··· TEXT SHOWN

Dr. Andrew Miller is an Assistant Professor and the Anne Groot Sesquicentennial Fellow in the College of Veterinary Medicine. He is a diplomate of the American College of Veterinary Pathologists (ACVP). He received his doctorate in veterinary medicine from Cornell University in 2005 and completed a residency in veterinary anatomic pathology at Cornell University in 2008. He joined the faculty at the New England Primate Research Center, a division of Harvard Medical School in 2008. His appointment was through the Pathology Department of the Massachusetts General Hospital during this period. He joined the faculty in the Section of Anatomic Pathology in the Department of Biomedical Sciences as an Assistant Professor at Cornell University in fall of 2013. He has a strong interest in training veterinary students and pathology residents and preparing them for a career in comparative veterinary pathology. He believes that this is best done through hands-on exposure to clinical cases and basic research techniques. He is involved nationally in the ACVP. He strongly believes in the integration of teaching and collaborative research as a way to foster continued growth in the field of comparative veterinary pathology.
Olivia Lenz graduated from the University of Pennsylvania in 2013 with a Bachelor’s degree in Neuroscience. She began working at the Center for Sleep and Circadian Neurobiology at Penn during her sophomore year, and continued her research there in a full-time capacity both during the summers as well as for several years after graduation. Using Drosophila as a model organism, her projects focused on the role of sleep in a variety of contexts such as Alzheimer’s disease, immune function, stress, and glutamate signaling. She has co-authorship on several papers, and first authorship on a publication titled “FMRFamide signaling promotes stress-induced sleep in Drosophila.” Currently she is in her second year at Cornell University College of Veterinary Medicine, and is interested in eventually pursuing research in neuroscience and further training in anatomic pathology.
Miller Lab Alumni
Erica Sloma received her undergraduate degree from Wells College in 2010. After graduation she worked in virology and immunology labs until joining the Miller lab as a technician in 2014. In the lab she focused on validating antibodies for immunohistochemistry, testing probes for in situ hybridization, and applying methods from human neuropathology to veterinary medicine.
Maria Martes received her B.S degree in Cellular-Molecular Biology from the University of Puerto Rico, Rio Piedras Campus in 2016. She did undergraduate research with the chytrid fungus and an amphibian species affected by it, Eleutherodactylus coqui, which resulted in the publication of the article “Arboreality predicts Batrachochytrium dendrobatidis infection level in tropical direct-developing frogs.” She also did a summer REU in Costa Rica with the Organization for Tropical Studies looking at individual signatures in the chatter calls of the proboscis bat. She is currently a veterinary student at Cornell University, and is interested in completing a Ph.D. and a residency related to pathology or conservation medicine. She joined Dr. Miller’s lab in the summer of 2017 through Cornell’s VIP program.

······

→ **INSTRUCTIONS**:
[a] Name every person who has a profile paragraph on the Miller lab page.
[b] From the Miller lab page, reproduce the passage from "Maria Martes received" to "Cornell’s VIP program." word for word.
[c] Extend the Miller lab page past its last sentence.

··· DATA SUPPLIED

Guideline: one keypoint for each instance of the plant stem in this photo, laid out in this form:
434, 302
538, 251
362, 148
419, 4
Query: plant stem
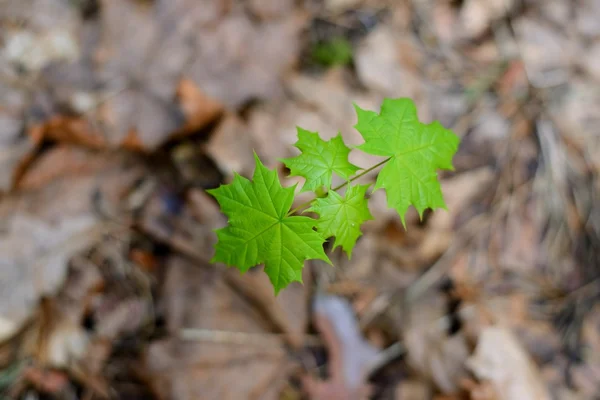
335, 189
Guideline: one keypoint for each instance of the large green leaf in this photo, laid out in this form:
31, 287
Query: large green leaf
261, 232
415, 150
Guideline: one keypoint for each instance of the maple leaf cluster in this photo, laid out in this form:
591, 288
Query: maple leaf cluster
263, 229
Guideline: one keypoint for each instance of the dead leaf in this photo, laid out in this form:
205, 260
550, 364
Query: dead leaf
197, 297
271, 9
351, 357
476, 16
500, 358
459, 193
388, 65
42, 229
231, 147
265, 51
412, 390
198, 108
432, 352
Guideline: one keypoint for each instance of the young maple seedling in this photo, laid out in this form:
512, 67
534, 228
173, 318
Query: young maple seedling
263, 229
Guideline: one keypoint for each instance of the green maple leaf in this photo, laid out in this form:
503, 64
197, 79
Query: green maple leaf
415, 152
261, 232
342, 216
319, 160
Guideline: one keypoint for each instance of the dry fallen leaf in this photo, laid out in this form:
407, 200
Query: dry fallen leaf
351, 357
432, 352
501, 359
196, 297
43, 228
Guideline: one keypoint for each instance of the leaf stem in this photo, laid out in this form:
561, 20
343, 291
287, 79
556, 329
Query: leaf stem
335, 189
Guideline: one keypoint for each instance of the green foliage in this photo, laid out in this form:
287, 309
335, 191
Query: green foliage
319, 160
342, 216
415, 152
336, 51
263, 230
260, 231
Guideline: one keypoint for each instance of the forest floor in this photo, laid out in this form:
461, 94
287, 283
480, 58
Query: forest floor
117, 115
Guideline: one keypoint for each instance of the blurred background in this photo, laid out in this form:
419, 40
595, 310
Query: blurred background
117, 115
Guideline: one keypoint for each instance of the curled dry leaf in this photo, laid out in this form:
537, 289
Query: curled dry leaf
432, 352
500, 358
351, 357
43, 228
196, 297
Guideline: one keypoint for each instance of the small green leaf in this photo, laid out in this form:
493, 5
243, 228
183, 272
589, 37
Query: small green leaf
261, 232
416, 151
319, 160
342, 216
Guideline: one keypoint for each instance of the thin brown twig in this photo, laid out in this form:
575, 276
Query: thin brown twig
335, 189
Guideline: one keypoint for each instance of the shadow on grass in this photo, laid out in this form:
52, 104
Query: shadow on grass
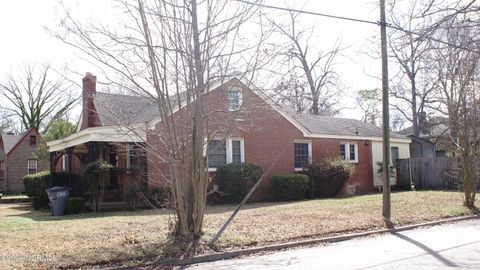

······

→ **RESPONSES TO THE EXERCISE**:
[a] Andrew Miller, Olivia Lenz, Erica Sloma, Maria Martes

[b]
Maria Martes received her B.S degree in Cellular-Molecular Biology from the University of Puerto Rico, Rio Piedras Campus in 2016. She did undergraduate research with the chytrid fungus and an amphibian species affected by it, Eleutherodactylus coqui, which resulted in the publication of the article “Arboreality predicts Batrachochytrium dendrobatidis infection level in tropical direct-developing frogs.” She also did a summer REU in Costa Rica with the Organization for Tropical Studies looking at individual signatures in the chatter calls of the proboscis bat. She is currently a veterinary student at Cornell University, and is interested in completing a Ph.D. and a residency related to pathology or conservation medicine. She joined Dr. Miller’s lab in the summer of 2017 through Cornell’s VIP program.

[c]
Morgan Shelton is a senior studying Animal Science with a minor in Biomedical Sciencesat Cornell’s College of Agriculture and Life Sciences. She joined the Miller Lab as a freshman to try something new and learn about another avenue of veterinary medicine that was unfamiliar to her. Since then, Morgan has come to thoroughly enjoy veterinary pathology and how diseases progress in various species. Already accepted into some vet schools (but still undecided on where to go), Morgan hopes to be an exotics veterinarian with a focus in reptiles – since she loves all things herpetology related – while still integrating her love for research in her future pursuits.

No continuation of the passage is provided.